=== Exercise details ===
Please count the lines in the entries below that contain the word "cord" and give only that number.

·····

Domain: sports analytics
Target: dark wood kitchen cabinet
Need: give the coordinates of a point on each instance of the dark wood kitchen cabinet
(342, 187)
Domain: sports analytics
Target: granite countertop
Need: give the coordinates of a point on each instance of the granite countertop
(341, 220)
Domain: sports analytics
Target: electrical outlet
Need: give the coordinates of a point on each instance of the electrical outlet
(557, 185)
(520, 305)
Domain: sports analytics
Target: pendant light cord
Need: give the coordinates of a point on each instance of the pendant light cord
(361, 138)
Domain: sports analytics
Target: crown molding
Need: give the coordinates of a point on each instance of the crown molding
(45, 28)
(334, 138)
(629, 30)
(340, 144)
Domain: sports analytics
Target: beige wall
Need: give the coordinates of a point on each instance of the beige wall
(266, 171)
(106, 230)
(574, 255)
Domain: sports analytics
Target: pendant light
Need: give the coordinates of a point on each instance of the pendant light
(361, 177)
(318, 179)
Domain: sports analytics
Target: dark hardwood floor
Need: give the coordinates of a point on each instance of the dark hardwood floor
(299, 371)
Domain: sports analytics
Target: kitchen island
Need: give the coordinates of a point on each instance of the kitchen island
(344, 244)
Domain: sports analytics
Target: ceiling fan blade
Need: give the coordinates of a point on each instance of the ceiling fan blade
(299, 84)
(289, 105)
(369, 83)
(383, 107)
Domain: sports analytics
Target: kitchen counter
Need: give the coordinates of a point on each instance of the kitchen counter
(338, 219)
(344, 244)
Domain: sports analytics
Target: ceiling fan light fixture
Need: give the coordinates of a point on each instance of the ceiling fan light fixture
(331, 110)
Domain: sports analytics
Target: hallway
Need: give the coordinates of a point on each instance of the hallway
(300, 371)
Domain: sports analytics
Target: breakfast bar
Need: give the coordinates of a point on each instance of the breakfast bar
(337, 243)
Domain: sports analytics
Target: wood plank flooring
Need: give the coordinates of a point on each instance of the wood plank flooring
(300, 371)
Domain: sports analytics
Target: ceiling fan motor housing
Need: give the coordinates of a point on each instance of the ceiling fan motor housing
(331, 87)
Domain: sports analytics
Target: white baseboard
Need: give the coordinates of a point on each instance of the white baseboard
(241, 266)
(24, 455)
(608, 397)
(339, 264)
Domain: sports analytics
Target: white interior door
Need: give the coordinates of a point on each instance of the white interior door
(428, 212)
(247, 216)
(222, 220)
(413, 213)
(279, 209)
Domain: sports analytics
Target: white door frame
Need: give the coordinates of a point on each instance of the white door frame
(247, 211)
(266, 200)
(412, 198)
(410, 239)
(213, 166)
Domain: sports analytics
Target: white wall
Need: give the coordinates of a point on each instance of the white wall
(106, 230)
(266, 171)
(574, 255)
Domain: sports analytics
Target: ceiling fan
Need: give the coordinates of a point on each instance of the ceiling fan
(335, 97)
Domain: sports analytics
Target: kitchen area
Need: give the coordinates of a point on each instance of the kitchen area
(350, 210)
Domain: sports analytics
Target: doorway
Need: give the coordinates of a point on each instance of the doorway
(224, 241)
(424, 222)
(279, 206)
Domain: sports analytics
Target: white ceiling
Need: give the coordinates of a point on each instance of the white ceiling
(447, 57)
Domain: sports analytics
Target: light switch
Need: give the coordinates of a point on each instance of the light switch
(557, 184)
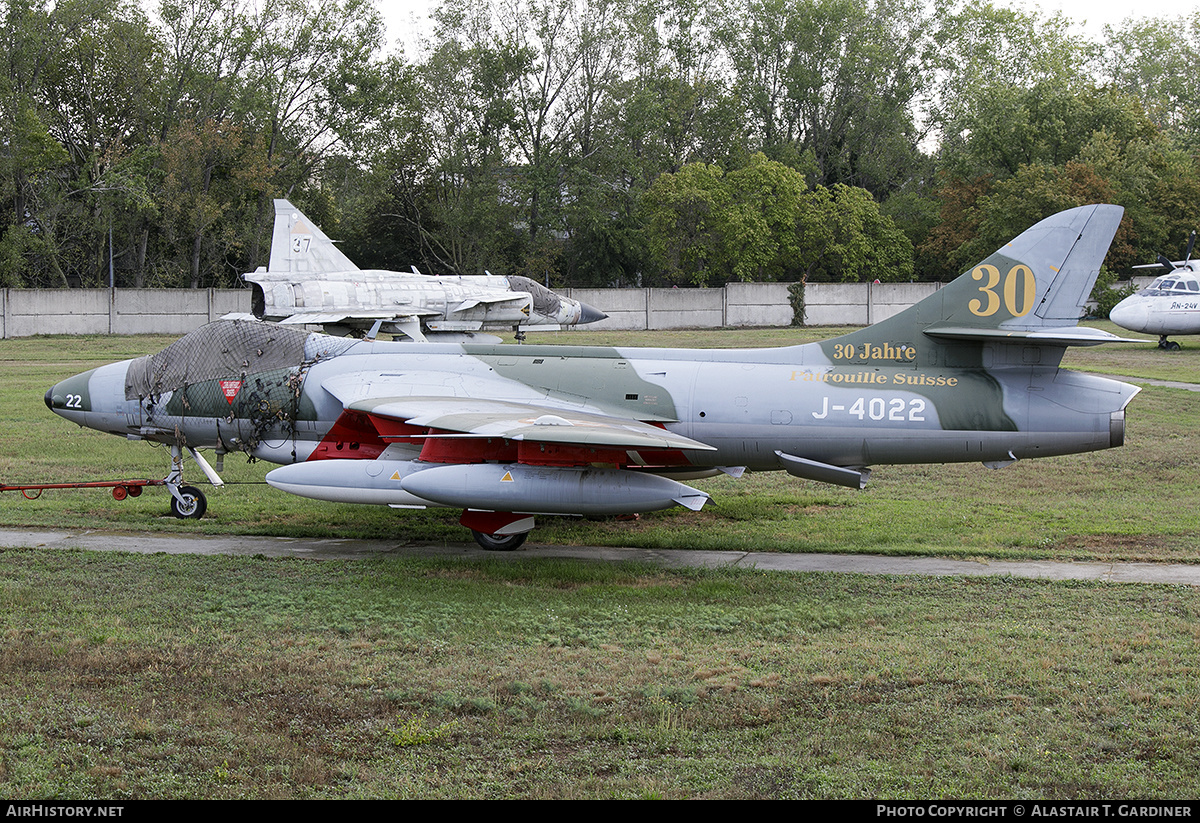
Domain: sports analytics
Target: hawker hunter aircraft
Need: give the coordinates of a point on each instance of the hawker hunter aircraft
(310, 282)
(510, 432)
(1168, 306)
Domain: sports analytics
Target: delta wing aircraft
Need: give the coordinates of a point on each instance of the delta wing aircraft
(509, 432)
(310, 282)
(1168, 306)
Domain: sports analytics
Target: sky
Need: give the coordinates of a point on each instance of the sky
(1097, 13)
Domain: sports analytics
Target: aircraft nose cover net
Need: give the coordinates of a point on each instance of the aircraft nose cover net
(223, 349)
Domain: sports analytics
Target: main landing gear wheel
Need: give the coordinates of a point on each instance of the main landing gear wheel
(190, 504)
(499, 542)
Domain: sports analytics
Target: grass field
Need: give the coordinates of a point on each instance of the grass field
(129, 676)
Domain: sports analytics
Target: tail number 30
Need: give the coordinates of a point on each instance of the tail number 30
(1019, 289)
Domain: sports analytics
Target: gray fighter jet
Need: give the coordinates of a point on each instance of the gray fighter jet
(310, 282)
(510, 432)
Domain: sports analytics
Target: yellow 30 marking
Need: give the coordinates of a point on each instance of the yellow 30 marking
(1019, 278)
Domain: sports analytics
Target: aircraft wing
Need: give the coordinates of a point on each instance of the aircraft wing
(321, 318)
(520, 296)
(484, 418)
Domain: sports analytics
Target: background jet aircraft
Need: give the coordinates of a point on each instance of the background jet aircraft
(310, 282)
(507, 433)
(1168, 306)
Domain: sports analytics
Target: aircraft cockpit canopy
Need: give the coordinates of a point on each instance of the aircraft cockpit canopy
(1177, 282)
(227, 349)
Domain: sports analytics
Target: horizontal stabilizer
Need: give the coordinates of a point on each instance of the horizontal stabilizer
(1063, 336)
(808, 469)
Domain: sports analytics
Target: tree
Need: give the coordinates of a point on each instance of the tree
(762, 223)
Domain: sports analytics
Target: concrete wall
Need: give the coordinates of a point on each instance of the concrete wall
(859, 304)
(25, 312)
(736, 305)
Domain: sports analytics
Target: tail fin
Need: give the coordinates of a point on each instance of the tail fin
(1032, 290)
(298, 246)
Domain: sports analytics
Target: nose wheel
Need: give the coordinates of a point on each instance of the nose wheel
(187, 502)
(499, 542)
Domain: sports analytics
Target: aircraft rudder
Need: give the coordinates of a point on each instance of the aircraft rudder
(1041, 278)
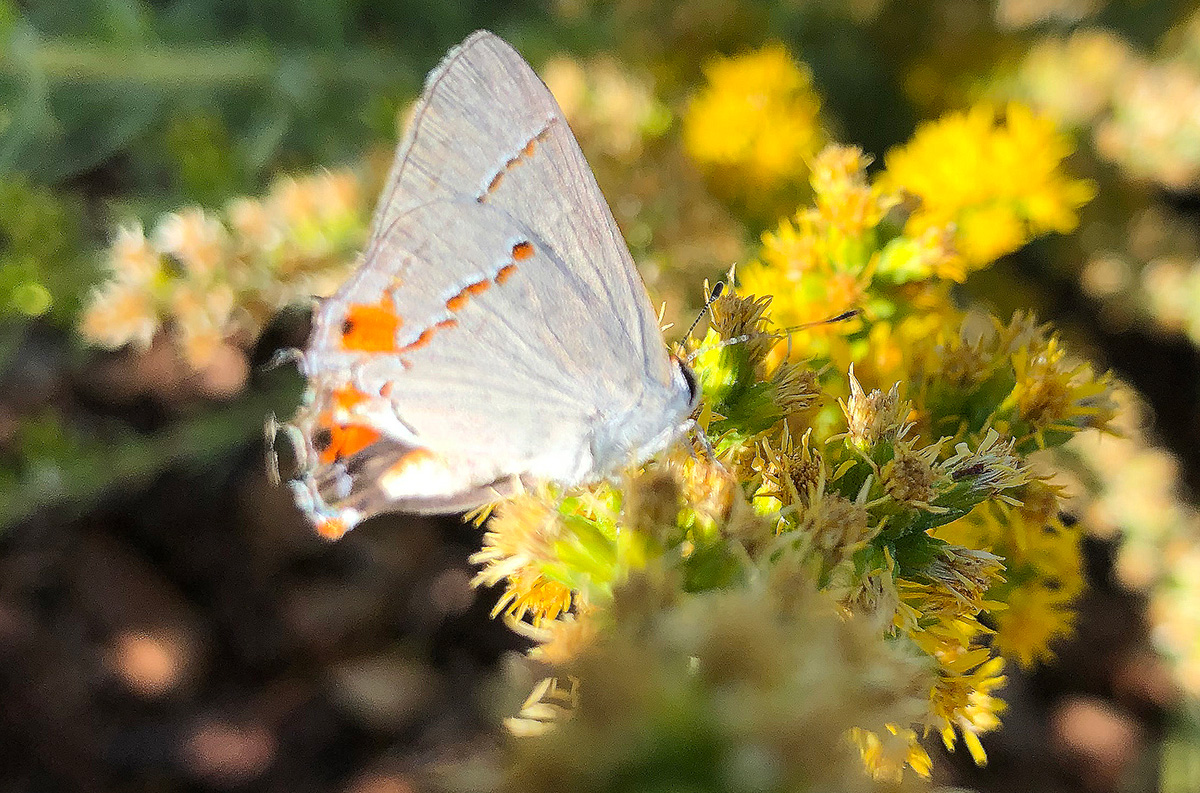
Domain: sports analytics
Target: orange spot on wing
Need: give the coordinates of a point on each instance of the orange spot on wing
(505, 272)
(339, 434)
(346, 439)
(371, 328)
(391, 479)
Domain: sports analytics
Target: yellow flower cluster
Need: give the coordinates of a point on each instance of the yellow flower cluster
(211, 282)
(995, 185)
(756, 121)
(748, 688)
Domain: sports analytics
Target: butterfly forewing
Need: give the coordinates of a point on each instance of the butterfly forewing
(497, 318)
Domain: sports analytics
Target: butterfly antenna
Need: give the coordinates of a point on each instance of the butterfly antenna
(712, 298)
(270, 430)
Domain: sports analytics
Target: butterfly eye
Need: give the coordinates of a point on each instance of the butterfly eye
(322, 438)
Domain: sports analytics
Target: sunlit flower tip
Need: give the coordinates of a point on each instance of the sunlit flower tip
(742, 320)
(195, 239)
(528, 593)
(844, 196)
(708, 488)
(756, 116)
(887, 756)
(1021, 331)
(838, 169)
(562, 640)
(835, 526)
(132, 259)
(993, 466)
(1035, 619)
(875, 416)
(1053, 391)
(911, 476)
(797, 388)
(964, 702)
(119, 314)
(964, 362)
(875, 596)
(792, 474)
(520, 535)
(966, 572)
(1006, 187)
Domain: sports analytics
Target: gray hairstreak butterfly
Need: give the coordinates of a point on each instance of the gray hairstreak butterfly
(496, 331)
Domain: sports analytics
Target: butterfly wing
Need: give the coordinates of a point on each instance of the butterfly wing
(497, 323)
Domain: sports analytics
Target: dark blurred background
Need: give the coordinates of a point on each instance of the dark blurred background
(167, 618)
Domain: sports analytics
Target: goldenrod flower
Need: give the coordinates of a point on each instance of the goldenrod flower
(756, 119)
(132, 259)
(193, 238)
(517, 546)
(993, 466)
(1000, 185)
(1055, 394)
(120, 313)
(231, 275)
(792, 475)
(875, 416)
(911, 476)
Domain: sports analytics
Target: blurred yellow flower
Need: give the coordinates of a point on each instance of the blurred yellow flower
(1000, 185)
(214, 281)
(757, 119)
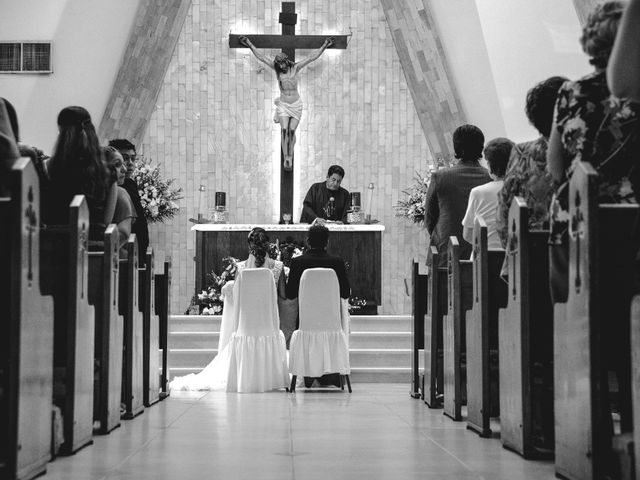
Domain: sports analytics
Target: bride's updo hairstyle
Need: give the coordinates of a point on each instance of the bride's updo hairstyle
(258, 245)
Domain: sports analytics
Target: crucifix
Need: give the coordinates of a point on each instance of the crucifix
(289, 42)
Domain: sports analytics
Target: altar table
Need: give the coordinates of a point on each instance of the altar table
(358, 245)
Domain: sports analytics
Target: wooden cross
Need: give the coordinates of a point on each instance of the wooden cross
(289, 42)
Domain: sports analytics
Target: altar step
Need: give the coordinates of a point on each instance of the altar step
(379, 350)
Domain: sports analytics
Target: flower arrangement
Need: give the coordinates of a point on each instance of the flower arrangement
(412, 206)
(209, 301)
(157, 195)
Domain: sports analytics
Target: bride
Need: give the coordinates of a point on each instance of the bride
(214, 375)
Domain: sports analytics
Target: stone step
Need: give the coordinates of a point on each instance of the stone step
(359, 323)
(380, 340)
(358, 375)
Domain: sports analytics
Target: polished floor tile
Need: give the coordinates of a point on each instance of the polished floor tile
(377, 432)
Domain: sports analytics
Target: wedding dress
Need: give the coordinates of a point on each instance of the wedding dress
(215, 375)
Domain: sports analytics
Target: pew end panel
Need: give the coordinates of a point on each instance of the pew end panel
(594, 330)
(162, 305)
(459, 292)
(526, 337)
(433, 333)
(103, 294)
(128, 296)
(489, 293)
(26, 333)
(419, 301)
(151, 364)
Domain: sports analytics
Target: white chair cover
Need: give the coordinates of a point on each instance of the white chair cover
(320, 344)
(257, 352)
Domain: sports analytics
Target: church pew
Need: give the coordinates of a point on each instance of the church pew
(635, 377)
(591, 328)
(419, 307)
(162, 306)
(103, 295)
(64, 272)
(459, 300)
(436, 309)
(150, 332)
(489, 295)
(129, 308)
(526, 334)
(26, 331)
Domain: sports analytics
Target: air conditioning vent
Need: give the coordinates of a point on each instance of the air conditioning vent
(25, 57)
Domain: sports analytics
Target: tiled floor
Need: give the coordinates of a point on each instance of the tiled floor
(377, 432)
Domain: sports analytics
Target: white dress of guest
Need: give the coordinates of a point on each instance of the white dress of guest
(483, 201)
(214, 375)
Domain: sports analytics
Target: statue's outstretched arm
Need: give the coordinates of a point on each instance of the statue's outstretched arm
(259, 55)
(316, 54)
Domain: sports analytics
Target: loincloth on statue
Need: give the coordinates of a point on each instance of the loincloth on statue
(284, 109)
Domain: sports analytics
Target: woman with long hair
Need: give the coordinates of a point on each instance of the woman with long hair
(214, 375)
(77, 167)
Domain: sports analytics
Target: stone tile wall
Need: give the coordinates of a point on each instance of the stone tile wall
(212, 125)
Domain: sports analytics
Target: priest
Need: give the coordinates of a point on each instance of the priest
(327, 200)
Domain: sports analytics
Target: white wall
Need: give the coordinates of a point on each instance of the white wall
(459, 27)
(88, 39)
(528, 41)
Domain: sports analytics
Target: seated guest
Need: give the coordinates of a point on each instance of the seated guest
(327, 200)
(317, 257)
(592, 126)
(124, 212)
(77, 167)
(527, 174)
(139, 227)
(449, 189)
(483, 199)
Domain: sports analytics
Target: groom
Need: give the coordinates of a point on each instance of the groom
(317, 256)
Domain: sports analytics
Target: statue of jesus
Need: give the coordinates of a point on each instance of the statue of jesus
(289, 104)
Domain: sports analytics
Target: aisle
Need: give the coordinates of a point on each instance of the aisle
(378, 432)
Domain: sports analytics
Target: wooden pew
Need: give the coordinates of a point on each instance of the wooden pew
(162, 306)
(459, 294)
(489, 295)
(436, 308)
(26, 331)
(128, 296)
(64, 273)
(419, 307)
(103, 295)
(635, 377)
(596, 313)
(150, 332)
(526, 334)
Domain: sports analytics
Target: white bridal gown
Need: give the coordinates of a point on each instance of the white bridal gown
(267, 354)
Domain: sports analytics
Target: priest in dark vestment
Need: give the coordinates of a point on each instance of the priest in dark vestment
(327, 200)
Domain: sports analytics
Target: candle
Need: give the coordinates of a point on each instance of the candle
(369, 201)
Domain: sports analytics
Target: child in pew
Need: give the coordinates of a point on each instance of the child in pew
(483, 199)
(77, 167)
(124, 213)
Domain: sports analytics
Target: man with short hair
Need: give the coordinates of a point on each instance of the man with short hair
(317, 257)
(139, 227)
(327, 200)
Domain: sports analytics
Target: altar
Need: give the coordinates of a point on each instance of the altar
(360, 246)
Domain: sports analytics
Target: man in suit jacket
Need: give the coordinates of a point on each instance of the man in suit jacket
(448, 192)
(315, 257)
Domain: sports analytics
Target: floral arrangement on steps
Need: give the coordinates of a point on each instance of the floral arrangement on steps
(157, 195)
(412, 206)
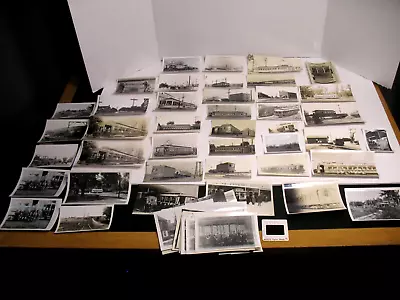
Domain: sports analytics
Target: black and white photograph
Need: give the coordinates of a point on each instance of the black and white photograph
(233, 128)
(258, 198)
(280, 143)
(344, 164)
(276, 94)
(232, 146)
(181, 64)
(373, 204)
(101, 187)
(73, 110)
(326, 93)
(85, 218)
(377, 140)
(64, 130)
(293, 164)
(279, 112)
(40, 183)
(117, 127)
(224, 63)
(272, 64)
(332, 138)
(168, 123)
(312, 197)
(321, 114)
(135, 85)
(54, 156)
(178, 82)
(228, 168)
(215, 95)
(174, 146)
(322, 72)
(177, 101)
(182, 170)
(233, 81)
(228, 111)
(31, 214)
(98, 153)
(123, 105)
(155, 197)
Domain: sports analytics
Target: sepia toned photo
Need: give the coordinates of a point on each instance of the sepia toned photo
(233, 128)
(40, 183)
(103, 187)
(73, 110)
(377, 140)
(174, 146)
(279, 112)
(343, 164)
(228, 168)
(312, 197)
(31, 214)
(322, 72)
(221, 63)
(373, 204)
(97, 153)
(117, 127)
(178, 82)
(54, 156)
(326, 93)
(184, 124)
(294, 164)
(173, 171)
(320, 114)
(135, 85)
(85, 218)
(332, 138)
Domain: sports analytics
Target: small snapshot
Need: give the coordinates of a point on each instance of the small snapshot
(184, 124)
(321, 114)
(326, 93)
(31, 214)
(377, 140)
(332, 138)
(296, 164)
(220, 63)
(173, 171)
(97, 153)
(373, 204)
(232, 146)
(174, 146)
(54, 156)
(64, 130)
(279, 112)
(102, 187)
(228, 168)
(73, 110)
(343, 164)
(178, 82)
(312, 197)
(85, 218)
(40, 183)
(117, 127)
(233, 128)
(135, 85)
(322, 72)
(276, 94)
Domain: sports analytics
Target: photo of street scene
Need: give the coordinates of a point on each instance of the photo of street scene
(98, 187)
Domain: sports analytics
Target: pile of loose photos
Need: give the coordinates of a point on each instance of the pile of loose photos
(155, 123)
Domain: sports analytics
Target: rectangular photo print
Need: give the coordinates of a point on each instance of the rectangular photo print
(84, 218)
(31, 214)
(312, 197)
(373, 204)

·····

=== Right answer ===
2